Records from a data collection
========
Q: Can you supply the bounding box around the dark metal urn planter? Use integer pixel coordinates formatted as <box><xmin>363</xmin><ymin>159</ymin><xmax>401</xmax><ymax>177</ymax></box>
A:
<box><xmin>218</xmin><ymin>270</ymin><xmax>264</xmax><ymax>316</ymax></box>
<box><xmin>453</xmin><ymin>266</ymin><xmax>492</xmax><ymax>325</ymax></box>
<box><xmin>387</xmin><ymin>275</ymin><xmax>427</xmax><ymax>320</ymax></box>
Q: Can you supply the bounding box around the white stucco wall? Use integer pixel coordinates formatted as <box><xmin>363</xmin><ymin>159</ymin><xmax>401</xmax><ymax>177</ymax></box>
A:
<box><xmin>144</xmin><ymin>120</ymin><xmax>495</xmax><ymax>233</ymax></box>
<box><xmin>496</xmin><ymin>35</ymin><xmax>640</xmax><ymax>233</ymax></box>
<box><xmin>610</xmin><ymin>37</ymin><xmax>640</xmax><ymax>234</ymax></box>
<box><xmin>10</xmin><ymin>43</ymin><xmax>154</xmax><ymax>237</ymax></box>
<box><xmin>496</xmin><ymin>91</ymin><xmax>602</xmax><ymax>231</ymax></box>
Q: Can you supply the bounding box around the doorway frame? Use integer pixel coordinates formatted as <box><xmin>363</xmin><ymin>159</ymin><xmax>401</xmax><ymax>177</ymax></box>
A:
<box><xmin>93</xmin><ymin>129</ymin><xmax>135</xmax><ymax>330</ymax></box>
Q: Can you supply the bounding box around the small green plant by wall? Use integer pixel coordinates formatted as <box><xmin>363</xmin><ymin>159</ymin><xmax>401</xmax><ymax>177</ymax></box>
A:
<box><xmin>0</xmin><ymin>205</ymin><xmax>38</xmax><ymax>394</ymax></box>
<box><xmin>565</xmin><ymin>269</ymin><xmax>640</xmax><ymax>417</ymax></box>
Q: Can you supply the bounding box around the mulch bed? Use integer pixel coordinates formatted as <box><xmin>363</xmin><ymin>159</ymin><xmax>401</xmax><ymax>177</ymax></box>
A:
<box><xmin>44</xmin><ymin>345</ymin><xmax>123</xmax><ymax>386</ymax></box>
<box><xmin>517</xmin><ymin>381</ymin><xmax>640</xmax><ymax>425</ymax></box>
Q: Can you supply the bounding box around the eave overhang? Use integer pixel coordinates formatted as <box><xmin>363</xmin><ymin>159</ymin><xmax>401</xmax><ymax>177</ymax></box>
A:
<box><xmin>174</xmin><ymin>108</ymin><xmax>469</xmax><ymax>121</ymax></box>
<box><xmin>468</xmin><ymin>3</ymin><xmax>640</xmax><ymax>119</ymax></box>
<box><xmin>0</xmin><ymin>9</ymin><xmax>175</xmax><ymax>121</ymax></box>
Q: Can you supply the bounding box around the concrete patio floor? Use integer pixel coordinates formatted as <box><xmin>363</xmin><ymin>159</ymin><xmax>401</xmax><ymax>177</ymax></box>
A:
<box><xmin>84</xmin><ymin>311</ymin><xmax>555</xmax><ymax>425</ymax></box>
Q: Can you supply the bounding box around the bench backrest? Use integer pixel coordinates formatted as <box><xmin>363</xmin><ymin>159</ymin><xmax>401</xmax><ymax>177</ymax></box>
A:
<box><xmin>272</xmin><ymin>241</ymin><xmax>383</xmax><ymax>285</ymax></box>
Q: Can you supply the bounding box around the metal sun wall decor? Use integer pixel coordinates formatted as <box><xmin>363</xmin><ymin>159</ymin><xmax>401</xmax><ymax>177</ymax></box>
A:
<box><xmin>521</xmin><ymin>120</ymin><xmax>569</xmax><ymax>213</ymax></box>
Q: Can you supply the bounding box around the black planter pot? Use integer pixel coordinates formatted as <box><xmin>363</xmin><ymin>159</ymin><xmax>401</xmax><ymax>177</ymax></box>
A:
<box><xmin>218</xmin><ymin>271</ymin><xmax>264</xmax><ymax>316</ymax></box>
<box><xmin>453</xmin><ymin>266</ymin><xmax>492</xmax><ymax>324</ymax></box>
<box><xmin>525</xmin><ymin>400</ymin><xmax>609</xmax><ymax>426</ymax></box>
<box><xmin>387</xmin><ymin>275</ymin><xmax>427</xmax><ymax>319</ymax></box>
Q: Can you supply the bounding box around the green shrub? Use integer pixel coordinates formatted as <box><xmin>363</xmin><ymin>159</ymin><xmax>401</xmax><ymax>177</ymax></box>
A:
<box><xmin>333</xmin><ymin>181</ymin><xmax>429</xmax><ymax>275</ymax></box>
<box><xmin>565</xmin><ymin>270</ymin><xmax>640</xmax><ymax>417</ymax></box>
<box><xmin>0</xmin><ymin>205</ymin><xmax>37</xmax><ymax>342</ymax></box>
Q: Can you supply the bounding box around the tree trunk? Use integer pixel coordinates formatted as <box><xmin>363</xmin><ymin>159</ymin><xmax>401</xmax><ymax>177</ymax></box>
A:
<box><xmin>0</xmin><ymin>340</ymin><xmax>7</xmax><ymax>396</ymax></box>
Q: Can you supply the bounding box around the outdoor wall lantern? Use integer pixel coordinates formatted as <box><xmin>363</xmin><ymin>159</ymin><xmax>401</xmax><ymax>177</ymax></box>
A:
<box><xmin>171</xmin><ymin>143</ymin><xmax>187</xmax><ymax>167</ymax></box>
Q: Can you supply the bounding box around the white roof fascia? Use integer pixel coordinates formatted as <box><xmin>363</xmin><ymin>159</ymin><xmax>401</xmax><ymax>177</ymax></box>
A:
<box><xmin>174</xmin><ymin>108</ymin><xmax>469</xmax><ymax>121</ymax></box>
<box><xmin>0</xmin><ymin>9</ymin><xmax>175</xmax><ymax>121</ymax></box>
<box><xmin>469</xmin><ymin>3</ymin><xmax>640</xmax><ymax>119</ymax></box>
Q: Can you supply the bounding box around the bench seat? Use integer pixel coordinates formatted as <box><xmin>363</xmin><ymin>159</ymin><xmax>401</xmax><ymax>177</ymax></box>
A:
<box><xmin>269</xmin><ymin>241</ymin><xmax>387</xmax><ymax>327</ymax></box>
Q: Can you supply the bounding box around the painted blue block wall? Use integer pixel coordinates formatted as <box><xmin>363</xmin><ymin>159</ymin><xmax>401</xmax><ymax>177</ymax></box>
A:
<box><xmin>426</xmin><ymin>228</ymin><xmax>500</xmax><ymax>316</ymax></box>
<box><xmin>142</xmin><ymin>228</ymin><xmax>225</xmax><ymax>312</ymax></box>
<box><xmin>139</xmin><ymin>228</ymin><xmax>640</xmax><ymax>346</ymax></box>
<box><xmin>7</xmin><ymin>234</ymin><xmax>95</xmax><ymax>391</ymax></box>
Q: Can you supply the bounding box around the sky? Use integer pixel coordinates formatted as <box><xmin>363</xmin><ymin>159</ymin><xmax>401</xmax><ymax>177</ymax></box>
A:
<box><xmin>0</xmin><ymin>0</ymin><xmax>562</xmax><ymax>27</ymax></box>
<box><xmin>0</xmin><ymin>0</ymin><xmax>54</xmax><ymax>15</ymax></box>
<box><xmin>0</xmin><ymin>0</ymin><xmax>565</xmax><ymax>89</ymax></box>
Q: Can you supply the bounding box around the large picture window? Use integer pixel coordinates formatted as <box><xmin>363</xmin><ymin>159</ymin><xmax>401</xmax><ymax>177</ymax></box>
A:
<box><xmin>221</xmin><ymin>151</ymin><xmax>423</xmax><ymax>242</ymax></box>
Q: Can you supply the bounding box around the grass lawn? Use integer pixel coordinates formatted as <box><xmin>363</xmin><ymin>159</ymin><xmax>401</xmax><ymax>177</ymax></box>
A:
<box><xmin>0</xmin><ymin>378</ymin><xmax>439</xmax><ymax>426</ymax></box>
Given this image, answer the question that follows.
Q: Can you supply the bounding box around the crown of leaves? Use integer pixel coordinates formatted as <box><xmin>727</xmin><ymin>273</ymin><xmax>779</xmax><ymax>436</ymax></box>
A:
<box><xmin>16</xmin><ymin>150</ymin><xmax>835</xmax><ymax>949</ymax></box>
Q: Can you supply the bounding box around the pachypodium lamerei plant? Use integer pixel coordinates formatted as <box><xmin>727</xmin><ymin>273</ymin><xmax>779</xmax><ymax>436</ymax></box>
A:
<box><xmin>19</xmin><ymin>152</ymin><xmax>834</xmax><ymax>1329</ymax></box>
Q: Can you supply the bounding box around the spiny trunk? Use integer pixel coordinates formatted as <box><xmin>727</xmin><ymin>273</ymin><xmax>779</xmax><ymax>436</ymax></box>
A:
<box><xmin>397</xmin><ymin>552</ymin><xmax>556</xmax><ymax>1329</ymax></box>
========
# [TASK GOAL]
Reproduce without changes the stretch of the listing from the line containing "Given this image, answer" through the end of the listing.

# [WRITTEN SOLUTION]
Given this image, answer the question that follows.
Q: Can you supply the bounding box around the crown of leaves? Use integer pixel coordinates formatted as <box><xmin>727</xmin><ymin>273</ymin><xmax>779</xmax><ymax>436</ymax></box>
A:
<box><xmin>16</xmin><ymin>150</ymin><xmax>835</xmax><ymax>949</ymax></box>
Q: Can you supply the bounding box around the pachypodium lamerei plant? Use integer pixel coordinates formatted as <box><xmin>727</xmin><ymin>273</ymin><xmax>779</xmax><ymax>436</ymax></box>
A:
<box><xmin>19</xmin><ymin>152</ymin><xmax>834</xmax><ymax>1329</ymax></box>
Q: Can you supply the bounding box around the spiny trunk? Use integer pixel coordinates formatted as <box><xmin>727</xmin><ymin>273</ymin><xmax>779</xmax><ymax>436</ymax></box>
A:
<box><xmin>397</xmin><ymin>552</ymin><xmax>556</xmax><ymax>1329</ymax></box>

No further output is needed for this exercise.